Background information
- Also known as: Kris Esfandiari, Dalmatian, Miserable, MountShout, NGHTCRWLR
- Born: March 4, 1988 (age 38) Sacramento, California, U.S.
- Origin: United States
- Genres: Shoegaze, doom metal, R&B, hip hop, experimental noise
- Occupations: Singer, musician, producer
- Instruments: Vocals, guitar
- Years active: 2009–present
- Labels: Relapse, The Native Sound, Sargent House, The Flenser, Dero Arcade, Genie Mob
- Member of: King Woman, Sugar High
- Formerly of: Whirr

= Kristina Esfandiari =

American singer–songwriter (born 1988)

Kristina Esfandiari (born 4 March 1988) is an American singer-songwriter and music producer. She writes music and performs under the monikers Dalmatian, Miserable, and NGHTCRWLR, and with the bands King Woman and Sugar High.

==Early life==
Kristina Esfandiari was born to immigrant parents, an Iranian father and a Serbian mother. They raised her in a Charismatic Christian church. She was raised in Sacramento, California. At age 22, she moved to the San Francisco Bay Area.

== Career ==
Esfandiari began her musical career as a vocalist for shoegaze band Whirr from 2012 to 2013 and was featured on the EP Around, before moving onto her own projects.

* [Stated task 1] Collect every line of the records that contains the word "nose". Case counts.

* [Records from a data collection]

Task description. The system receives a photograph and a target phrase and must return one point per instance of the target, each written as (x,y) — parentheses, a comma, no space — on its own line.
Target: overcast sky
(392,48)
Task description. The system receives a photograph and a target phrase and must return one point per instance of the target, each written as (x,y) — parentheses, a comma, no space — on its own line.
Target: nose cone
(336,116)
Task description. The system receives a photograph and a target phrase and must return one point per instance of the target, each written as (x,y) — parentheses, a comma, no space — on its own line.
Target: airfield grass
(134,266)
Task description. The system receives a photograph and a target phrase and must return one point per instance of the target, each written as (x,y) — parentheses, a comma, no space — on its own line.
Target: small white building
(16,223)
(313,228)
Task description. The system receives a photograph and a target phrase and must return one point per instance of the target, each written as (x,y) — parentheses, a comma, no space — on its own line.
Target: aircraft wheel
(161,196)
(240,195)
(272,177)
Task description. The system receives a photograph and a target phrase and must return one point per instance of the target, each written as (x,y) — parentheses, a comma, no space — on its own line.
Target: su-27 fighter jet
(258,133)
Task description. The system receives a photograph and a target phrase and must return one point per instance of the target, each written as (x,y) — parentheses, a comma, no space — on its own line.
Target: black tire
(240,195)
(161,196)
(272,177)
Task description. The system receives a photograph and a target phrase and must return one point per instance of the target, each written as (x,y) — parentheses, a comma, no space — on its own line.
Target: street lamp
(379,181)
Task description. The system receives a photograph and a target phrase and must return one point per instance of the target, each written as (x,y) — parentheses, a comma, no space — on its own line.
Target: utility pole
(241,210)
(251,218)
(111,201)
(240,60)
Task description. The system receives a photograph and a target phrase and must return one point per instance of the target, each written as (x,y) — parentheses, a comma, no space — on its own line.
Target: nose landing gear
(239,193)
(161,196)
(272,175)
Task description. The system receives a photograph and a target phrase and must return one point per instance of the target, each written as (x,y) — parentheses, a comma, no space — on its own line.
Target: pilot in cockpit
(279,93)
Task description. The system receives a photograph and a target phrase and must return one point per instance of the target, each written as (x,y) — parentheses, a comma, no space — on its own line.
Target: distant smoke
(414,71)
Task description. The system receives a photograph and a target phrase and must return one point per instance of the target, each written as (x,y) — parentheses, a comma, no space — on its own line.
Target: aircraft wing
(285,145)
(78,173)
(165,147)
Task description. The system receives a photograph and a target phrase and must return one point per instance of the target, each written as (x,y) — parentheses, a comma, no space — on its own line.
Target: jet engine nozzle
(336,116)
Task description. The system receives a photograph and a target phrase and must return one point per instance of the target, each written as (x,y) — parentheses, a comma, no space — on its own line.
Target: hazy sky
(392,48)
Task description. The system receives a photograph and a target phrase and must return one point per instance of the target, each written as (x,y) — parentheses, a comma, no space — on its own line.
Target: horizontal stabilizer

* [Stated task 2] For each statement, say whether it agrees with the excerpt about Kristina Esfandiari, and give yes or no with the deciding words from the excerpt, quoted exactly. (a) She was raised in Sacramento, California. (b) Her mother was Iranian. (c) She was the vocalist for Whirr from 2012 to 2015.

* [Expected answer 1]
Target: nose cone
Target: nose landing gear

* [Expected answer 2]
(a) Yes: "She was raised in Sacramento, California."
(b) No: "an Iranian father and a Serbian mother"
(c) No: "as a vocalist for shoegaze band Whirr from 2012 to 2013"